● Text extract
Variety is the spice of life for higher education lawyers

August 5, 2008

Variety
By Olivia Clarke

After Priya Harjani graduated from law school she worked for a few years as a litigation associate at a mid-size firm.

During that time she represented Northwestern University, which was suing the city of Evanston over the constitutionality of a historic district. She worked the case up for four years, and on the verge of trial, it settled.

Northwestern liked working with Harjani, so when a position in its legal office opened up they asked her to apply. She became an assistant general counsel to the university in 2004, and then became an associate general counsel in 2007.

”One of the things I like about being in-house is, you get to know and understand your clients and the business,” Harjani said. ”As a general litigator in a law firm you get to know each client as you need to know the case, and then you move on to another case.

”What I love here is I know the people, I know the issues, I know these issues as they evolve, and I think I provide better advice and counseling by having that background.”

Harjani is one of many in-house lawyers throughout the country who represent universities and colleges. About 3,600 attorneys from about 1,400 campuses, or about 700 colleges and universities, comprise the membership of the National Association of College and University Attorneys.

● Entries shown
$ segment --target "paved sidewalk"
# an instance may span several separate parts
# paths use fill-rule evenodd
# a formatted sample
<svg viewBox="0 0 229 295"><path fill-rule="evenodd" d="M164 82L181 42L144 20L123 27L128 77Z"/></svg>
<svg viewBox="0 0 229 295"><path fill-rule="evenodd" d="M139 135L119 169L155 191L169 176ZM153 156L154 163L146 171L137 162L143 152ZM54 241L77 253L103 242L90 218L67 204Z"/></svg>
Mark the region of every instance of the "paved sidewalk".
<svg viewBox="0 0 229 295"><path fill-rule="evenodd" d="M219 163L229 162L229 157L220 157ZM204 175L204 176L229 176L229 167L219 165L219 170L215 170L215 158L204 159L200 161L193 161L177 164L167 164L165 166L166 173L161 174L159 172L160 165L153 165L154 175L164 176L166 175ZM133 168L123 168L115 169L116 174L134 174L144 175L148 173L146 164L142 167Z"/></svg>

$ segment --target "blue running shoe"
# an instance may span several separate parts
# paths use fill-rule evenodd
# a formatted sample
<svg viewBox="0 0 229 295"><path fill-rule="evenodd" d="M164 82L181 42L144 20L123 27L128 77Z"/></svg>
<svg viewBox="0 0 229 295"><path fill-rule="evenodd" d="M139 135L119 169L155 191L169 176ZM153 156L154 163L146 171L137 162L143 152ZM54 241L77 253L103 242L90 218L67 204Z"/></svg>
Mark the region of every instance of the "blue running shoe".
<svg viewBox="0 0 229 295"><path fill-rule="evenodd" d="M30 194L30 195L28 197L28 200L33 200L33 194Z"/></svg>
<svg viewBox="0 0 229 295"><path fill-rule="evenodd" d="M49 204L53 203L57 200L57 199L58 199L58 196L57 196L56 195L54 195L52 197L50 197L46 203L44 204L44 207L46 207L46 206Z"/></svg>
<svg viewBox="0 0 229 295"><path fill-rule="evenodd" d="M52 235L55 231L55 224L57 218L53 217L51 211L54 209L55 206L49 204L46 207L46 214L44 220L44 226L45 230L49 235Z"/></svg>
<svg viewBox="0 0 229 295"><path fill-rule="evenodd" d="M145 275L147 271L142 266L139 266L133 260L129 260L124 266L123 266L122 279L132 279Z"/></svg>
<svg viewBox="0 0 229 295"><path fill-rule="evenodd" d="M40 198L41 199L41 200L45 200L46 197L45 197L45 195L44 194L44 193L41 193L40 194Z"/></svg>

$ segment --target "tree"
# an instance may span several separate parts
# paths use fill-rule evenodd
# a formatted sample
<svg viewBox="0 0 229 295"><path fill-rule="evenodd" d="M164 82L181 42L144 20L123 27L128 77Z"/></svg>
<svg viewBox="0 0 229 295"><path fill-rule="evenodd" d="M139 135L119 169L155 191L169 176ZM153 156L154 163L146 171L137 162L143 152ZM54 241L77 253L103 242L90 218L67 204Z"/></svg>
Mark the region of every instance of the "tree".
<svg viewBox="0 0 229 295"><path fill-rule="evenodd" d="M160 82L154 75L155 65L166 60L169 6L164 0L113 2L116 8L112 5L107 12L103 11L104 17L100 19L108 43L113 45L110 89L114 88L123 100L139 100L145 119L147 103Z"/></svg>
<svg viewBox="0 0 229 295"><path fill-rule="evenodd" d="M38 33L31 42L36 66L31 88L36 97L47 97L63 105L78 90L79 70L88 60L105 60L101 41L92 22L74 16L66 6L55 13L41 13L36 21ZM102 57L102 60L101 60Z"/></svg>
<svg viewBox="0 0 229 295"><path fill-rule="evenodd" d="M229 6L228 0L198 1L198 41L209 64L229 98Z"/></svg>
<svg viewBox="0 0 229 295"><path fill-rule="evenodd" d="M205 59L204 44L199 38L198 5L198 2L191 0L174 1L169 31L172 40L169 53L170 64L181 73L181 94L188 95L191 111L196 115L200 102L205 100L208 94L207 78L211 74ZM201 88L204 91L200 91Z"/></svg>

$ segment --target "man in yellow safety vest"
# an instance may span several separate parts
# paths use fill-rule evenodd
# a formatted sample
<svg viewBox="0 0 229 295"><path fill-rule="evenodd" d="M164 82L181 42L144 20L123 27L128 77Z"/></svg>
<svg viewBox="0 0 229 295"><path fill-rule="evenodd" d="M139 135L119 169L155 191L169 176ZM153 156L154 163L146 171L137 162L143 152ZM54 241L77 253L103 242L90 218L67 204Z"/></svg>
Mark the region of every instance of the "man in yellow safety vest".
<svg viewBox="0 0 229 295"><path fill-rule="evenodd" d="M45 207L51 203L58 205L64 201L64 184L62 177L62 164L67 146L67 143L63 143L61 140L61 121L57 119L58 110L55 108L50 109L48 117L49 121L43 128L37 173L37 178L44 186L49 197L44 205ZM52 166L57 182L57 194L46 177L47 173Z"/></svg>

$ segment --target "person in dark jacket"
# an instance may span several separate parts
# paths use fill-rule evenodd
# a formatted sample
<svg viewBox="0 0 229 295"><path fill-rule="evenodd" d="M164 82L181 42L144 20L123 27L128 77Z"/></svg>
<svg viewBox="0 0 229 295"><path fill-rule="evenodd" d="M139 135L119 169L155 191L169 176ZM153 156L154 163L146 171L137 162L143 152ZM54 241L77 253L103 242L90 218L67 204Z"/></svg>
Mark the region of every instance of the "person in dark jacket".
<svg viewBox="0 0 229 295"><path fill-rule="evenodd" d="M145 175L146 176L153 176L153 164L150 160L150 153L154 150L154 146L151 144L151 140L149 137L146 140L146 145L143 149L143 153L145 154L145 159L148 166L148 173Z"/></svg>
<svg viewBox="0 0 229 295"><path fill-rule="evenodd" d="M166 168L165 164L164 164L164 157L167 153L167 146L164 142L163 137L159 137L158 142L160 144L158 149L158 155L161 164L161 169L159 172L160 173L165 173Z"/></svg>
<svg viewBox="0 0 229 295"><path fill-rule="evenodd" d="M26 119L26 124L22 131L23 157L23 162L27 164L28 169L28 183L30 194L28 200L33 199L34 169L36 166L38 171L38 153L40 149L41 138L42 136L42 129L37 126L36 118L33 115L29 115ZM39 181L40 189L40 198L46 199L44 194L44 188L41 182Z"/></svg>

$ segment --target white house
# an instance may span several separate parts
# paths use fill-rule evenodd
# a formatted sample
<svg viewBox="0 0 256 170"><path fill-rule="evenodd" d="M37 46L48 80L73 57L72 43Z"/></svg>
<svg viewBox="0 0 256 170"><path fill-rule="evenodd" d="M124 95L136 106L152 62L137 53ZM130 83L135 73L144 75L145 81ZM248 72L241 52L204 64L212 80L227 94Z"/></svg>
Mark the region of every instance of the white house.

● What this task involves
Continue the article about lawyers who work for colleges and universities, picking up after its last sentence. The data above is separate material, unrelated to the article.

● Reply to the exercise
Colleges and universities are often compared to small cities because of the variety of legal issues they face. Being an in-house higher education lawyer means handling a plethora of legal matters involving everything from employment to research to real estate.

During a time when most lawyers are encouraged to become more specialized, these in-house lawyers must be generalists who feel comfortable handling a variety of issues every single day.

”In a for-profit corporation, from my perspective, it comes down to the bottom line, so everything comes down to that,” Harjani said. ”In a university, we are not-for-profit. Our mission is to educate the students. As a result, the decisions the business people make are not always focused on the bottom line or the dollar figure, which is good, but it complicates things.

”While [the business people] need to be financially sound, absolutely, there are a lot of different drivers as to why we should do certain things or how we should do certain things.”

Daily life

While Harjani’s hours may be shorter than those she kept at a law firm, the days are often more draining because she handles more legal issues in one day, and those issues can often be more pressing.

It is not unusual for her to handle 15 different matters on a given day. Certain legal issues often require her immediate attention, so she regularly re-works her day.

When Harjani went in-house she took a pay cut, and she sometimes misses not spending as much time in a courtroom. But she likes the variety of her job, and likes no longer needing to complete timesheets and account for every minute of her day.

To make the transition from her law firm job to her in-house position easier, she took advantage of NACUA, an organization that serves attorneys who practice higher education law.

She attends regular workshops through NACUA, and a group of local members meet quarterly for lunch to socialize and discuss any common legal issues they face.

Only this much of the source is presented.